> **OBJECTIVE**
Copy the records below, substituting "search" for every occurrence of "lookup" and leaving everything else unchanged. Omit the picture placeholder lines.

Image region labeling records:

* START *

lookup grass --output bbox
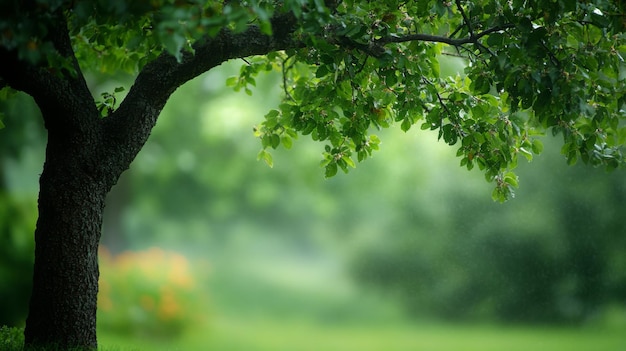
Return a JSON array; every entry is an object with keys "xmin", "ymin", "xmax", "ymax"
[
  {"xmin": 6, "ymin": 319, "xmax": 626, "ymax": 351},
  {"xmin": 101, "ymin": 320, "xmax": 626, "ymax": 351}
]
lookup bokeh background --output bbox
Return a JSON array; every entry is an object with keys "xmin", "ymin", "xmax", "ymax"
[{"xmin": 0, "ymin": 60, "xmax": 626, "ymax": 351}]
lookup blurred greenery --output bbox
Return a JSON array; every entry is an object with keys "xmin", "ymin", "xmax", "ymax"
[{"xmin": 0, "ymin": 61, "xmax": 626, "ymax": 350}]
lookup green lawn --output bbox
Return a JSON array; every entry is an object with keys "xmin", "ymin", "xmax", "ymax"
[{"xmin": 100, "ymin": 320, "xmax": 626, "ymax": 351}]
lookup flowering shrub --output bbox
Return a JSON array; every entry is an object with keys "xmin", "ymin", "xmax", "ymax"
[{"xmin": 98, "ymin": 248, "xmax": 203, "ymax": 338}]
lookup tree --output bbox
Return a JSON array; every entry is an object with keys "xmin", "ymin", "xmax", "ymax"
[{"xmin": 0, "ymin": 0, "xmax": 626, "ymax": 349}]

* END *

> **WORKED ANSWER**
search grass --output bbox
Return a JSON array; every entry is an object with keys "xmin", "ymin", "xmax", "ymax"
[
  {"xmin": 6, "ymin": 319, "xmax": 626, "ymax": 351},
  {"xmin": 101, "ymin": 320, "xmax": 626, "ymax": 351}
]
search bokeh background --output bbox
Return a JSON array; every entry is an object with keys "xmin", "ymin", "xmax", "ymax"
[{"xmin": 0, "ymin": 60, "xmax": 626, "ymax": 351}]
search blurred greenery --output bbox
Return a JSON array; every entry is an object with keys "xmin", "ymin", "xmax", "ymax"
[{"xmin": 0, "ymin": 61, "xmax": 626, "ymax": 350}]
search green lawn --output bbox
Return a JSON array; every entry is an object with keys "xmin", "ymin", "xmax", "ymax"
[{"xmin": 100, "ymin": 320, "xmax": 626, "ymax": 351}]
search flowering shrub --output bbox
Return a JSON array; every entry is an object with keys "xmin", "ymin", "xmax", "ymax"
[{"xmin": 98, "ymin": 248, "xmax": 203, "ymax": 338}]
search tree --output bbox
Return a JSON array; every entry is an object with keys "xmin", "ymin", "xmax", "ymax"
[{"xmin": 0, "ymin": 0, "xmax": 626, "ymax": 349}]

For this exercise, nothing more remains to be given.